STUDY TEXT:

————

There is no Way to Community – Community is the Way!
Gandhiji, the apostle of peace that he was, said one of the wisest things about it: “There is no way to peace, peace is the way.”
We can say the same thing about community. There is no way to community, community is the way.
The most important reason why we need to invest in a community is that it adds to our wellbeing in ways that nothing else can. Human beings are social animals – it’s in our DNA that we feel good when we belong to a community. And that cannot be altered, no matter how much the modern world celebrates individuality, independence and the virtual world.
What an extraordinary time to be alive. We're the first people on our planet to have real choice: we can continue killing each other, wiping out other species, spoiling our nest. Yet on every continent a revolution in human dignity is emerging. It is re-knitting community and our ties to the earth. So we do have a choice. We can choose death; or we can choose life.

————

MATERIAL PROVIDED:

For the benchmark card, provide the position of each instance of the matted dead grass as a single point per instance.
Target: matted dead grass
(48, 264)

————

PROMPT:
Answer these questions from the text on community:
1. Whose saying about peace does the text quote?
2. What three things does the text say the modern world celebrates?
3. What does the text say is re-knitting community and our ties to the earth?

WRITTEN SOLUTION:
1. Gandhiji's
2. Individuality, independence and the virtual world
3. A revolution in human dignity emerging on every continent